Supplied text:
Thursday, May 31, 2012

Gloomy about USA? Visit a national park -- May 31, 2012 column


Roughly three in four Americans think the country is headed in the wrong direction.

That means President Barack Obama faces re-election trouble. Or maybe not. A coin toss is as good as any poll at this point for predicting who’ll win in November, says political scientist Larry Sabato of the University of Virginia.

So let’s stop trying to handicap whether Mitt Romney or Obama is ahead in the horse race and consider how the rest of us are doing. Americans have been grumpy a long time, and it’s not healthy to live perpetually under a cloud.

Here’s an idea: The next time the state of the Union makes you feel blue, turn off the TV, unplug from the web and head for a national park. Oh, and it won’t kill you to leave your smart phone in the trunk.

I’ve tried this antidote myself recently, walking Civil War battlefields, historic sites and a national seashore. Each trip taught me something about our rich and quirky history. America has faced challenges before and triumphed over them. We’re stronger than we think we are.

I know, I know. Congress is dysfunctional, the economy fragile, the presidential campaign toxic, and the public discourse relentlessly depressing.

And yet, violent crime is down, marriage is up and at least one federal agency actually works. The rate of visitor satisfaction at national parks over the last several years is an astounding 97 percent.

Supplied data:
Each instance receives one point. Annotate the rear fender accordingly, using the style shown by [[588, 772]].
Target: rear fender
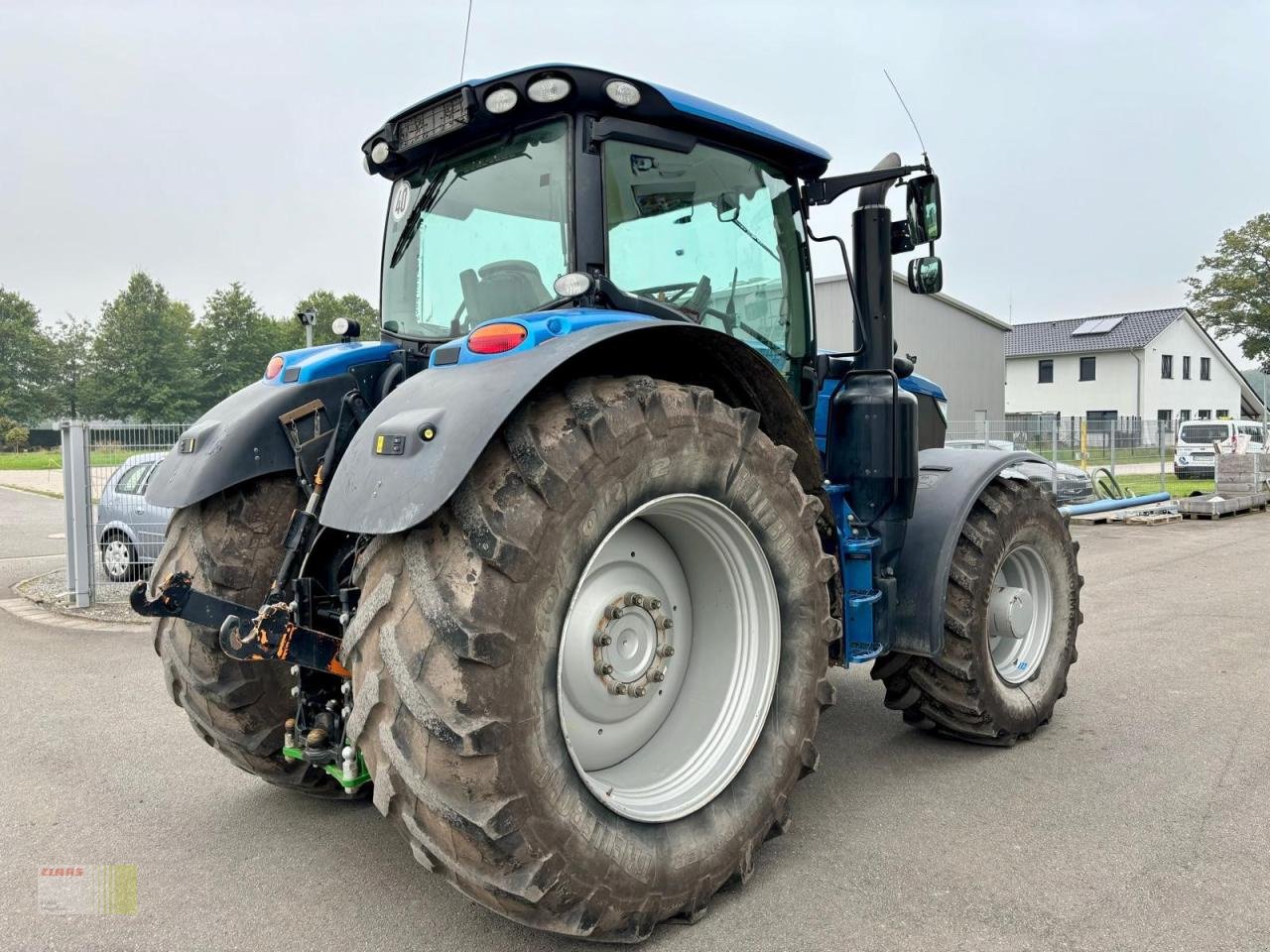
[[395, 476], [240, 439], [949, 481]]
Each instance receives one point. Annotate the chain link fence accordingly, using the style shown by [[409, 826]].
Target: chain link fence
[[112, 535], [1135, 453]]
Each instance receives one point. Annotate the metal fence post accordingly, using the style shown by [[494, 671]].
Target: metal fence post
[[79, 515]]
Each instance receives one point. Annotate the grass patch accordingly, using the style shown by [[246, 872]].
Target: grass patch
[[40, 460], [28, 489]]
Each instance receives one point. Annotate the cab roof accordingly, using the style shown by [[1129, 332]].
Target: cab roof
[[456, 117]]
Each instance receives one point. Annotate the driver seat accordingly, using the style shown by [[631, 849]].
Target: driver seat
[[503, 289]]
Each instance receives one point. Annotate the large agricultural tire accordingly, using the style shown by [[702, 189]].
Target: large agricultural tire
[[982, 687], [456, 643], [231, 543]]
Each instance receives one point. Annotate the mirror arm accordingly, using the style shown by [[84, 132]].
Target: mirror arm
[[825, 190]]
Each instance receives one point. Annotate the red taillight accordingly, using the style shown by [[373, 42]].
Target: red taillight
[[495, 338]]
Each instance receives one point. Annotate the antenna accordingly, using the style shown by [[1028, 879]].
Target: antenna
[[462, 64], [911, 119]]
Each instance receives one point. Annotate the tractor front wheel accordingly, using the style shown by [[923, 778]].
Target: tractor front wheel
[[1010, 619], [587, 685], [231, 544]]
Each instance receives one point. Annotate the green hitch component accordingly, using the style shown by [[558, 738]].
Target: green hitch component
[[350, 774]]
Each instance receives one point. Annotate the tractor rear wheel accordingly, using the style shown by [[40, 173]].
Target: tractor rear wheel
[[587, 685], [1010, 621], [231, 544]]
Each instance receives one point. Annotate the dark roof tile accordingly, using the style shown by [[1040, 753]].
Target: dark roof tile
[[1135, 330]]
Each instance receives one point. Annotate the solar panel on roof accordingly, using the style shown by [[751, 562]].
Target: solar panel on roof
[[1097, 325]]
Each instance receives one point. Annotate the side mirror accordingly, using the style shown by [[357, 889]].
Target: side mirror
[[925, 213], [925, 276]]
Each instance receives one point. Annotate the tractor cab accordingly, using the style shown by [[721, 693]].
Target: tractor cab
[[684, 209]]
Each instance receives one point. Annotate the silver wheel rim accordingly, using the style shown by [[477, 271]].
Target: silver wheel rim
[[668, 657], [1020, 615], [116, 557]]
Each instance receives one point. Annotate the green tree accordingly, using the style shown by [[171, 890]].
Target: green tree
[[143, 363], [17, 436], [326, 307], [26, 361], [72, 345], [1229, 291], [234, 340]]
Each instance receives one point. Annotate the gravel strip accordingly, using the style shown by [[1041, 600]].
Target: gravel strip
[[49, 590]]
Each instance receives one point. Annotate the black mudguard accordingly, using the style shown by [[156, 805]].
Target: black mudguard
[[240, 439], [948, 484], [389, 486]]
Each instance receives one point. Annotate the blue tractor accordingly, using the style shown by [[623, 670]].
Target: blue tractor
[[556, 570]]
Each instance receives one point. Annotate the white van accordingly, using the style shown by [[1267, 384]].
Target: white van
[[1193, 456]]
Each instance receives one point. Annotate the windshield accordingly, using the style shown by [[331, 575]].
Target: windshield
[[477, 236], [714, 234], [1205, 431]]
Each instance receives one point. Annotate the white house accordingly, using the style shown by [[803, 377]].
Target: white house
[[1147, 365]]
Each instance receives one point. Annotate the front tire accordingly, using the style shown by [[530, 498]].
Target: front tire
[[231, 544], [1010, 622], [460, 662]]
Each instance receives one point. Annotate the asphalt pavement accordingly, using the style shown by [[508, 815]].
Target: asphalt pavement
[[1139, 819]]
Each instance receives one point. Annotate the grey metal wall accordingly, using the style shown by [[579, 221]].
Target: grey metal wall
[[960, 350]]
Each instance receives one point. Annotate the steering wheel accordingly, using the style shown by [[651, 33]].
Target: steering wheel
[[680, 290]]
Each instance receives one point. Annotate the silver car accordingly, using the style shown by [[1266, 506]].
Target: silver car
[[130, 532]]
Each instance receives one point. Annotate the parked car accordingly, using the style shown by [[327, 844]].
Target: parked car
[[130, 532], [1193, 454], [1069, 484]]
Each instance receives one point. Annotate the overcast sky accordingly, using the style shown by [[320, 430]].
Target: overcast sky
[[1088, 153]]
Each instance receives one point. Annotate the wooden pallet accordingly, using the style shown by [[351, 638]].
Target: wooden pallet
[[1222, 507], [1153, 518], [1230, 515]]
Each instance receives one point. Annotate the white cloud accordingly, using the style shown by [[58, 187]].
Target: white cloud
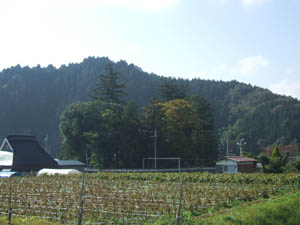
[[247, 3], [287, 87], [250, 3], [250, 65]]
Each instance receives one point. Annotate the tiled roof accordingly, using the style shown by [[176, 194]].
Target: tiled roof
[[70, 163], [240, 159], [28, 154]]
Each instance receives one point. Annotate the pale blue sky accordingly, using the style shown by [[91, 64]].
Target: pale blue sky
[[252, 41]]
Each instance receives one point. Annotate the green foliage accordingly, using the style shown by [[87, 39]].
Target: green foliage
[[108, 89], [280, 211], [33, 99], [171, 90], [276, 153], [275, 164]]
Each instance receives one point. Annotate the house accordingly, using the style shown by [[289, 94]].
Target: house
[[57, 172], [71, 164], [23, 153], [235, 164]]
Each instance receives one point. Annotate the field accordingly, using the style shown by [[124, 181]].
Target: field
[[129, 198]]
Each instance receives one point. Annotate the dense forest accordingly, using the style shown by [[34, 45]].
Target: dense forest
[[32, 101]]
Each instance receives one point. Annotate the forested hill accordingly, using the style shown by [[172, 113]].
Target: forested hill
[[32, 99]]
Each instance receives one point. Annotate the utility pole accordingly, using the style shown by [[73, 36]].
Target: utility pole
[[155, 143], [227, 147], [240, 143]]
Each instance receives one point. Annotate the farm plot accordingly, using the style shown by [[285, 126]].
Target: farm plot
[[133, 198]]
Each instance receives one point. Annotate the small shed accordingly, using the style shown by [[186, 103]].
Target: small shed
[[23, 153], [70, 164], [235, 164], [57, 172]]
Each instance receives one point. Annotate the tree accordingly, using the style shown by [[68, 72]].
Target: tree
[[108, 88], [275, 163], [180, 117], [172, 89]]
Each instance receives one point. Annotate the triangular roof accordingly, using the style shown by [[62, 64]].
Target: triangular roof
[[28, 155]]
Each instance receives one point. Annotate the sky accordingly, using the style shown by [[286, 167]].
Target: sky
[[252, 41]]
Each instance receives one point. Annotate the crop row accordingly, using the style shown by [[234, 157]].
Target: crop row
[[125, 200]]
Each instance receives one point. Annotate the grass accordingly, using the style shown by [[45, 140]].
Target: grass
[[282, 210]]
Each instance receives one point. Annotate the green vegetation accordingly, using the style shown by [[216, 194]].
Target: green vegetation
[[138, 198], [116, 135], [284, 210], [33, 99]]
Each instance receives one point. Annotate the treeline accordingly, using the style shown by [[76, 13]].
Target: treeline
[[109, 132], [32, 100]]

Exercise goal: Copy out the national parks column word for word, from "I’ve tried this" through "discourse relentlessly depressing.", inclusive.

Solution to this task:
I’ve tried this antidote myself recently, walking Civil War battlefields, historic sites and a national seashore. Each trip taught me something about our rich and quirky history. America has faced challenges before and triumphed over them. We’re stronger than we think we are.

I know, I know. Congress is dysfunctional, the economy fragile, the presidential campaign toxic, and the public discourse relentlessly depressing.